_Data excerpts_.

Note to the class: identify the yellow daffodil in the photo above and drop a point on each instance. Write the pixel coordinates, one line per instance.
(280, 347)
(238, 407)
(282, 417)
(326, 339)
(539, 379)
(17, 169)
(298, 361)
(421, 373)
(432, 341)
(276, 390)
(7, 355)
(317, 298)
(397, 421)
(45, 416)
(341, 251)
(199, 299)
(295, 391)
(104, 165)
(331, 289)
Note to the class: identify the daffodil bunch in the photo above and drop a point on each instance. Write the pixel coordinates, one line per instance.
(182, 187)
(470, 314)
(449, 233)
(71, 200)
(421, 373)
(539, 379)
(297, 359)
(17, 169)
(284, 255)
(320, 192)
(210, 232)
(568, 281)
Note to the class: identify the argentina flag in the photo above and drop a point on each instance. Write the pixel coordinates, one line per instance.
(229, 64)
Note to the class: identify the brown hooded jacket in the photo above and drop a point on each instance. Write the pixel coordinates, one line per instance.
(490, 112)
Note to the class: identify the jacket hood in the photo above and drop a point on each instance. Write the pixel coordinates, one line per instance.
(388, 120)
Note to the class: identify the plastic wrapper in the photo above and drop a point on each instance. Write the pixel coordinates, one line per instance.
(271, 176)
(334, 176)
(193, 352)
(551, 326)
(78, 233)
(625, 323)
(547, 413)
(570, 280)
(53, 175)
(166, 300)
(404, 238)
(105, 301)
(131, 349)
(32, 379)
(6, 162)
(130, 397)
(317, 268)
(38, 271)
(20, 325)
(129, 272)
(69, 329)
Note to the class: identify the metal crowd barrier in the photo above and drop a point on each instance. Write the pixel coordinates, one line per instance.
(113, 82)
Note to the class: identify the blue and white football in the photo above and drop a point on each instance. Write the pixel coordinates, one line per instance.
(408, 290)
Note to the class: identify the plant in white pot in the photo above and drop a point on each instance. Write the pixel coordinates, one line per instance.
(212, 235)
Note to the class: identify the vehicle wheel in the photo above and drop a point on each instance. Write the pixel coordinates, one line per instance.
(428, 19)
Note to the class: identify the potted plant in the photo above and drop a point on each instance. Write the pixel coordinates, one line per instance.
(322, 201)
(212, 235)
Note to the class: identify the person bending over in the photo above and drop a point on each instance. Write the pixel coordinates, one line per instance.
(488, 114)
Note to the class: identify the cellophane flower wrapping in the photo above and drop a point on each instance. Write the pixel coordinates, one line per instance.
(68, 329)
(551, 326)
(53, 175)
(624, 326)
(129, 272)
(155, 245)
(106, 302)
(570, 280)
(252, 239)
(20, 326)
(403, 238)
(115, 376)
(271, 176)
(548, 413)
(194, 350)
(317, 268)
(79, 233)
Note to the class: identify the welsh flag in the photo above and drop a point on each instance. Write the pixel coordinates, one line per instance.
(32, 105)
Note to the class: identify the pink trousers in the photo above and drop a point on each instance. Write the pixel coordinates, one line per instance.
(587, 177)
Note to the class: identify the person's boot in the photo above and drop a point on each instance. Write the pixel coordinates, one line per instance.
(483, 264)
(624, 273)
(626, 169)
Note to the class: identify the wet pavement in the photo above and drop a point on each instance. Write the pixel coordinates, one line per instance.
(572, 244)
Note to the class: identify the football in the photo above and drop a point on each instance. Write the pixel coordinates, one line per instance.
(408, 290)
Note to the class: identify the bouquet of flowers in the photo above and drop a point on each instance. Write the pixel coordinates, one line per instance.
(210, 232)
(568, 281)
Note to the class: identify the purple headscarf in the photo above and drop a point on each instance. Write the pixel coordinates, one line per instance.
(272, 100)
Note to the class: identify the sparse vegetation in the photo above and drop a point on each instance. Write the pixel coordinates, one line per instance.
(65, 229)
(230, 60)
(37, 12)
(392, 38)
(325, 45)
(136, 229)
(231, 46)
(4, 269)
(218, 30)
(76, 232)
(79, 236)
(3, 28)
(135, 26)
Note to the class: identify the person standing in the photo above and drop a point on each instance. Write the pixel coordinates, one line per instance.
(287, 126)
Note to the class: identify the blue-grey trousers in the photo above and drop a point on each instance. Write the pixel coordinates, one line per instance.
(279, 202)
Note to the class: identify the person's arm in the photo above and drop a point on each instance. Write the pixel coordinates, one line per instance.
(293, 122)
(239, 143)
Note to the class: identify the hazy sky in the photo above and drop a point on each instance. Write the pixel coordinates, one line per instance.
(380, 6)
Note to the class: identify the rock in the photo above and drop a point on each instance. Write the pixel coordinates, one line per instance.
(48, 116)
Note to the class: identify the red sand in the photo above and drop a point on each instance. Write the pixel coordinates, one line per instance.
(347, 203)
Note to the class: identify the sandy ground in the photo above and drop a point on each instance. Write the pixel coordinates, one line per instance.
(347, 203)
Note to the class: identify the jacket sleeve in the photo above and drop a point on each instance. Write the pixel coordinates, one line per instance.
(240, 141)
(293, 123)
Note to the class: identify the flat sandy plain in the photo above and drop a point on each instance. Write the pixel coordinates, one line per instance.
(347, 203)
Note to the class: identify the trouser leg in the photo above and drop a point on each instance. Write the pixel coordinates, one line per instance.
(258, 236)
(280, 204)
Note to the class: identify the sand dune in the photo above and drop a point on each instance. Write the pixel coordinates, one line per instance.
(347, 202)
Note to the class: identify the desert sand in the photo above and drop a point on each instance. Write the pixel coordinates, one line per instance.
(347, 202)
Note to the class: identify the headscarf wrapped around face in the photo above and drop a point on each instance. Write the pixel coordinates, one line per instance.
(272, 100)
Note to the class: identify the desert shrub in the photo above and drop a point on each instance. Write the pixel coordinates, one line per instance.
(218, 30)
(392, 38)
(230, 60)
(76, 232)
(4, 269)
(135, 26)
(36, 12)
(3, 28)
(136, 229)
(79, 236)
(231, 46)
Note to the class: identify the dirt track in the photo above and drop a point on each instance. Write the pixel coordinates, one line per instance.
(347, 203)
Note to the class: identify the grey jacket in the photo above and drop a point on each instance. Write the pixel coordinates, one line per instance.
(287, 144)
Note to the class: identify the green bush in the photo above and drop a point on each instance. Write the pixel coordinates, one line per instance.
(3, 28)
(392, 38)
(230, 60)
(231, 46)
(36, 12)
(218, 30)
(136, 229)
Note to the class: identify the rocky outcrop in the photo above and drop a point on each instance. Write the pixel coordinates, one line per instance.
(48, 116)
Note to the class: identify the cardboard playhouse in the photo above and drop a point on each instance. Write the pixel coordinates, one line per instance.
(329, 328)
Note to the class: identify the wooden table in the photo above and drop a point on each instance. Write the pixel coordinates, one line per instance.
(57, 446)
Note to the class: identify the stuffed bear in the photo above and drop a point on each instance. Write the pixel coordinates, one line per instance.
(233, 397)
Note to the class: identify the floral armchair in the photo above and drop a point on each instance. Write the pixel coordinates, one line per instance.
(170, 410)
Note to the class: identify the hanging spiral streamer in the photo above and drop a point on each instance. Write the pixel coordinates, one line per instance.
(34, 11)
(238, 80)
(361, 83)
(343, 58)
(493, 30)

_Stated goal_. Everything from the line containing "Note to the class: identify the wooden" to the end of the data above should be quoted exactly, please, both ends included, and nothing outside that span.

_Answer to the problem_.
Note to the class: identify the wooden table in the photo above and drop a point on each instance. Write the pixel coordinates, one line per instance.
(57, 446)
Note to the class: identify the stuffed bear in the photo above and drop a point on each instance. Write the pixel coordinates, one line per instance.
(233, 397)
Note to the class: identify the floral armchair in the photo above and drop a point on each instance. Write the pixel coordinates, one line per instance.
(170, 410)
Note to the class: identify the hanging spiral streamer in the photo above and drop a point on each instance. Write the pixel coordinates, one line per instance.
(34, 11)
(238, 80)
(361, 83)
(343, 58)
(493, 30)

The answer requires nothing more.